Copy out, word for word, the lines of the records between the line containing "Return the polygon of every instance of the bird" and the line containing "423 178 L 399", including both of those lines.

STORED ROWS:
.....
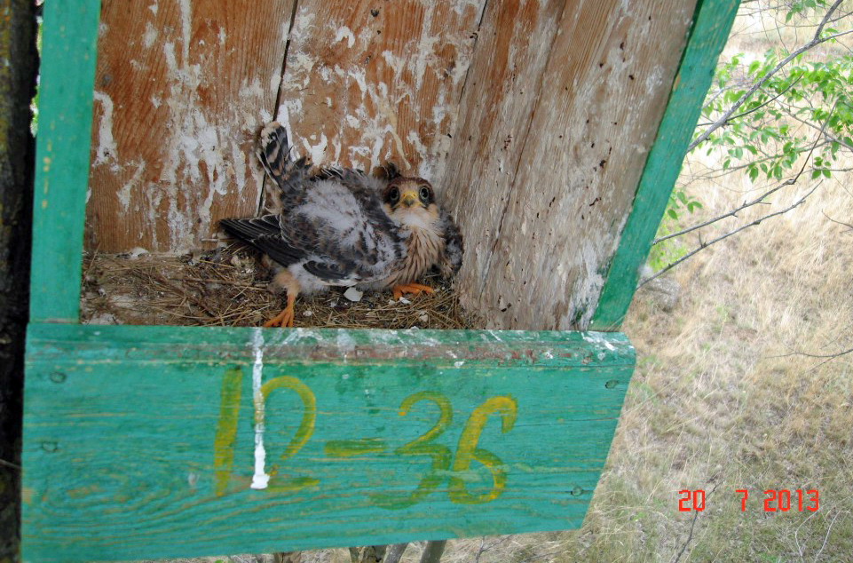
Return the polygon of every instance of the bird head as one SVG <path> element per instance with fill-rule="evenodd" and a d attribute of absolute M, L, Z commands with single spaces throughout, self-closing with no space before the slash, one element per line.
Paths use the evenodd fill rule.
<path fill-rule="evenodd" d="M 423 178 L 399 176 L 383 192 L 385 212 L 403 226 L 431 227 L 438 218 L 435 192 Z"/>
.....
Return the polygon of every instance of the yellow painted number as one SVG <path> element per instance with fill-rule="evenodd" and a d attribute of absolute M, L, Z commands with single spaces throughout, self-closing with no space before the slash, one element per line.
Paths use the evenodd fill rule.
.....
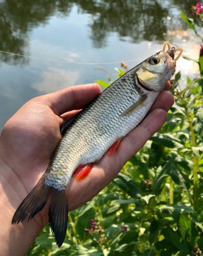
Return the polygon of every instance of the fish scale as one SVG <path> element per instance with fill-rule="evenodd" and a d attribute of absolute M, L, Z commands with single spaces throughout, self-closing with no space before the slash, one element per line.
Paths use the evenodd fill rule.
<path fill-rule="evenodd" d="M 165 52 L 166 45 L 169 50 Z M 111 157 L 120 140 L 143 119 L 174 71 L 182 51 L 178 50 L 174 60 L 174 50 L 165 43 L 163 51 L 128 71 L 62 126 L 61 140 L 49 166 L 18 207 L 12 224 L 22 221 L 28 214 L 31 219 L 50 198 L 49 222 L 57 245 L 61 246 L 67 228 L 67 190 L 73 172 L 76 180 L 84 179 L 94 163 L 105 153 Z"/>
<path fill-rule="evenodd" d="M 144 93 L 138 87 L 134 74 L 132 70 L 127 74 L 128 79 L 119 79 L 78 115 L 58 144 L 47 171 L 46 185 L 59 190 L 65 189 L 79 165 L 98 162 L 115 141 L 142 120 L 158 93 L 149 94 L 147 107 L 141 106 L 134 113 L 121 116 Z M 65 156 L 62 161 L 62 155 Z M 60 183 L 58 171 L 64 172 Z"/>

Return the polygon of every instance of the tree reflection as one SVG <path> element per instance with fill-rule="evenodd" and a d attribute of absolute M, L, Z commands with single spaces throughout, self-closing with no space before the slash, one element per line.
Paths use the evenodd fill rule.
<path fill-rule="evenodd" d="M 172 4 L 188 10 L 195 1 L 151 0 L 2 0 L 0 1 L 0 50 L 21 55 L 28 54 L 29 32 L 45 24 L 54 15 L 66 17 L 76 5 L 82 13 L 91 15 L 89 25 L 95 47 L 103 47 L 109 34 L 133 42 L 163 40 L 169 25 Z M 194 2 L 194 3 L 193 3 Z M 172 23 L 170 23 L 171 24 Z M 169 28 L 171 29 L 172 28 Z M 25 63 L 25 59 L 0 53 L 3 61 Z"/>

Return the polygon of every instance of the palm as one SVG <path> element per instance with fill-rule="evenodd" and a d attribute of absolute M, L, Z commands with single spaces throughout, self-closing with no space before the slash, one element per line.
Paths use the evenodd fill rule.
.....
FINAL RESULT:
Return the polygon of every instance of the bird head as one SVG <path> element per instance with fill-rule="evenodd" and a d attribute of absolute M, L, Z commands with single spaces throughout, self-closing with no space before the slash, one element per line.
Paths use the evenodd fill rule.
<path fill-rule="evenodd" d="M 423 178 L 399 176 L 383 192 L 385 212 L 403 226 L 431 227 L 438 218 L 435 192 Z"/>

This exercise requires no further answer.